> **Exercise directions**
Rewrite every item below, replacing "one dot" with "a single point" and leaving everything else unchanged. Omit the pictures.

> **Provided data**

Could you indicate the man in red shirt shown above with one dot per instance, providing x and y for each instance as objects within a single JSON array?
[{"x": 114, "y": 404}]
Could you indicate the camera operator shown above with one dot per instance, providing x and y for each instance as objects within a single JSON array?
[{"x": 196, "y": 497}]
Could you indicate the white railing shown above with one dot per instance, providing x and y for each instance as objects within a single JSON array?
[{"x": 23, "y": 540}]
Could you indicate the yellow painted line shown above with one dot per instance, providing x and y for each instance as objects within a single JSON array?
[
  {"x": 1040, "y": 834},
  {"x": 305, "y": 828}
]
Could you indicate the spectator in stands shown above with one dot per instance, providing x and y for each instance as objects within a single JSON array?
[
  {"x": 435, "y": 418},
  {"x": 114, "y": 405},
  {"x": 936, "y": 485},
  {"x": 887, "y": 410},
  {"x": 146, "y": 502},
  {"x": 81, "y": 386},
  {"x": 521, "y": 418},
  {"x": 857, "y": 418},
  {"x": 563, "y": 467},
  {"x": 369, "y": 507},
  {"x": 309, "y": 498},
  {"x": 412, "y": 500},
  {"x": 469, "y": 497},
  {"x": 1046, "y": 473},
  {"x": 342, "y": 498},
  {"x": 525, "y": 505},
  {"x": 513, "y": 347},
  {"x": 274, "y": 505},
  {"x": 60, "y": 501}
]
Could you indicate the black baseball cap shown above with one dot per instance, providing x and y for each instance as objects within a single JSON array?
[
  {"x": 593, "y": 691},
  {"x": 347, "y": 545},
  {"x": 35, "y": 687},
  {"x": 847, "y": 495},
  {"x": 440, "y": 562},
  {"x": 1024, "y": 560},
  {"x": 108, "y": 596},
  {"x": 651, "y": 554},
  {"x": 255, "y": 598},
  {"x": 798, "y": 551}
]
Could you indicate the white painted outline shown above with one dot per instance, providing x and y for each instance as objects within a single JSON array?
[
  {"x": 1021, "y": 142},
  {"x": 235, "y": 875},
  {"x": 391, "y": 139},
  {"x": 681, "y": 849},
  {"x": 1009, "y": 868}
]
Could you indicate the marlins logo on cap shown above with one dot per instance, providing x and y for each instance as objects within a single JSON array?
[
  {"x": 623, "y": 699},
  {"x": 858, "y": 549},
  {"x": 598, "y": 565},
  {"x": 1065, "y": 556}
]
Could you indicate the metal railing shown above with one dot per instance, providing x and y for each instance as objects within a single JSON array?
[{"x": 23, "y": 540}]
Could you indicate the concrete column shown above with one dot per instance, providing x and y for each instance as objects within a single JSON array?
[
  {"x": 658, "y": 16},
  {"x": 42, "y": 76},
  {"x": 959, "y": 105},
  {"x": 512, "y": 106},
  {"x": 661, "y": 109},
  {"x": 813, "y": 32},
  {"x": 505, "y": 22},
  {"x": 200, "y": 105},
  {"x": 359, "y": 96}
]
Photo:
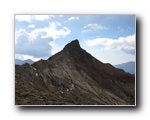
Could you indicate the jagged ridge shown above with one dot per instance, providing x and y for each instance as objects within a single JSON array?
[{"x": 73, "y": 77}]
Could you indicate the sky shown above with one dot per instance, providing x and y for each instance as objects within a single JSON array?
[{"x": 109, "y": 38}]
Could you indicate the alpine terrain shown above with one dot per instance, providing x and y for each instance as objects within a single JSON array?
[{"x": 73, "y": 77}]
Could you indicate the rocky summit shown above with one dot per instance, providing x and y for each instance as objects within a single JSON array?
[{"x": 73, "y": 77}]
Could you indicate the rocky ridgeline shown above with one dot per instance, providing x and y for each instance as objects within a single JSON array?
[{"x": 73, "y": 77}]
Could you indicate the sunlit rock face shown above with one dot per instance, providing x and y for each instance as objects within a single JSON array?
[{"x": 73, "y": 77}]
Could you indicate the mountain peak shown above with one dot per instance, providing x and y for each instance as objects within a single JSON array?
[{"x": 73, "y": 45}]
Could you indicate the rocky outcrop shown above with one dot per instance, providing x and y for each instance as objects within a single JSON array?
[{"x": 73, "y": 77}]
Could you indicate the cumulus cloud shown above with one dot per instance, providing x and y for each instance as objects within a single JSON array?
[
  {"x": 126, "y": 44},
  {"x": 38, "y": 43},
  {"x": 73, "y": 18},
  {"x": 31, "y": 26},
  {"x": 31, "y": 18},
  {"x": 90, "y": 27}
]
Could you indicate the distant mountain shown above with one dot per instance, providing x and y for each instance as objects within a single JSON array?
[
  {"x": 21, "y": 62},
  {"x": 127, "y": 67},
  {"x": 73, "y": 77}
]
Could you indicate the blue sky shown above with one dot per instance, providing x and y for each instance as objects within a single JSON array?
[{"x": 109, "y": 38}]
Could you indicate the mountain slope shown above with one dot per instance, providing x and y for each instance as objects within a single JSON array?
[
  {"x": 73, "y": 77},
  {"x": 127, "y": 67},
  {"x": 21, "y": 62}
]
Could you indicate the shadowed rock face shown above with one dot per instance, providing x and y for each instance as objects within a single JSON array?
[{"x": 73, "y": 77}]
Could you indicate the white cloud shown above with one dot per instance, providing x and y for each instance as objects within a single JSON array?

> **Expected answer**
Could you indicate the man in red shirt shown above with a single point per instance, providing x and y for each instance as objects within a single JSON array?
[{"x": 114, "y": 404}]
Could you indicate the camera operator shown above with a single point per instance, providing x and y for each instance as objects within a single JSON array?
[{"x": 196, "y": 497}]
Could you indicate the white railing shown above with a single point per instance, providing x and y for each instance as objects within a single JSON array?
[{"x": 23, "y": 540}]
Could you indicate the yellow painted line shown above with a single point per instance, providing x and y for each instance as objects within a single JSON array?
[
  {"x": 1040, "y": 834},
  {"x": 305, "y": 828}
]
Could you indicate the spectator in stands shown above with a single point per instance, providing x and y for each instance as objects within a single JSON array?
[
  {"x": 435, "y": 418},
  {"x": 114, "y": 405},
  {"x": 936, "y": 485},
  {"x": 887, "y": 410},
  {"x": 146, "y": 502},
  {"x": 81, "y": 386},
  {"x": 521, "y": 418},
  {"x": 857, "y": 418},
  {"x": 563, "y": 467},
  {"x": 369, "y": 507},
  {"x": 309, "y": 498},
  {"x": 412, "y": 500},
  {"x": 469, "y": 497},
  {"x": 1046, "y": 473},
  {"x": 342, "y": 498},
  {"x": 525, "y": 505},
  {"x": 513, "y": 347},
  {"x": 274, "y": 505},
  {"x": 60, "y": 501}
]
Could you indicate the black baseball cap shown above with a single point per instance, providing x and y for each instance as objects within a single JSON array?
[
  {"x": 593, "y": 691},
  {"x": 347, "y": 545},
  {"x": 35, "y": 687},
  {"x": 847, "y": 495},
  {"x": 440, "y": 562},
  {"x": 1024, "y": 560},
  {"x": 108, "y": 596},
  {"x": 651, "y": 554},
  {"x": 255, "y": 598},
  {"x": 798, "y": 551}
]
Could you indicate the white painted outline shown above with a single point per instance, providing x and y for each instance as objects within a single JSON array?
[
  {"x": 1021, "y": 142},
  {"x": 235, "y": 875},
  {"x": 391, "y": 139},
  {"x": 681, "y": 849},
  {"x": 1009, "y": 868}
]
Could you indicate the marlins logo on cap shown above with a single point per instance, providing x and y for each instance as objects within a single JSON array?
[
  {"x": 623, "y": 699},
  {"x": 858, "y": 549},
  {"x": 598, "y": 565},
  {"x": 1065, "y": 556}
]
Could you indicate the metal railing shown above with a single point per instance, providing x and y for each instance as objects within a single JSON array?
[{"x": 23, "y": 540}]
Could you indicate the concrete column shown above with a single point per instance, providing x and y for each instance as objects within a single JSON array?
[
  {"x": 658, "y": 16},
  {"x": 42, "y": 76},
  {"x": 959, "y": 105},
  {"x": 512, "y": 106},
  {"x": 661, "y": 109},
  {"x": 813, "y": 32},
  {"x": 505, "y": 22},
  {"x": 200, "y": 105},
  {"x": 359, "y": 96}
]
Photo:
Could you indicate the jagged ridge shown above with a single point per instance, providing x and y for each instance as objects within a single JSON array?
[{"x": 73, "y": 77}]
Could you indicate the sky shown above with a single point per instance, providing x and y for each instance as objects within a single JSON array?
[{"x": 109, "y": 38}]
Could you indicate the alpine terrain shown above with a single point per instance, providing x and y for each instance as objects within a single JSON array?
[{"x": 73, "y": 77}]
Could you indicate the rocky summit shown above with a single point per instance, providing x and y for each instance as objects within a single JSON array?
[{"x": 73, "y": 77}]
Could you indicate the rocky ridgeline shown above with a single point per instance, providing x and y for each instance as objects within a single JSON array?
[{"x": 73, "y": 77}]
Could you indicate the sunlit rock face shown above with a single point per instance, providing x and y for each instance as objects within a single JSON array?
[{"x": 73, "y": 77}]
Could you indicate the mountain peak shown above with a single point per instance, providing x and y for each instance as objects within a single JSON array?
[{"x": 73, "y": 45}]
Could you indicate the rocky outcrop shown above with a single point per instance, providing x and y for each instance as objects within a single JSON array?
[{"x": 73, "y": 77}]
Could you indicate the cumulus cloud shown above with a single point per instance, providing x and y for each instance as objects within a single JSON array?
[
  {"x": 126, "y": 44},
  {"x": 38, "y": 43},
  {"x": 73, "y": 18},
  {"x": 31, "y": 26},
  {"x": 31, "y": 18},
  {"x": 90, "y": 27}
]
Could you indicate the distant mountain shown above with a single point per instance, providing x and y for each instance as objects within a single JSON array?
[
  {"x": 21, "y": 62},
  {"x": 127, "y": 67},
  {"x": 73, "y": 77}
]
Could you indicate the blue sky shown above with a single point per instance, providing x and y for each instance as objects within a single JSON array?
[{"x": 109, "y": 38}]
Could you indicate the mountain slope shown above with a single point per instance, providing x and y for each instance as objects within a single JSON array?
[
  {"x": 73, "y": 77},
  {"x": 127, "y": 67},
  {"x": 21, "y": 62}
]
Could you indicate the shadowed rock face shown above with a single point per instance, providing x and y for each instance as objects within a single JSON array?
[{"x": 73, "y": 77}]
Could you indicate the white cloud shown above with a single point per instance, providing x and y for each instance as objects within a single JSON array?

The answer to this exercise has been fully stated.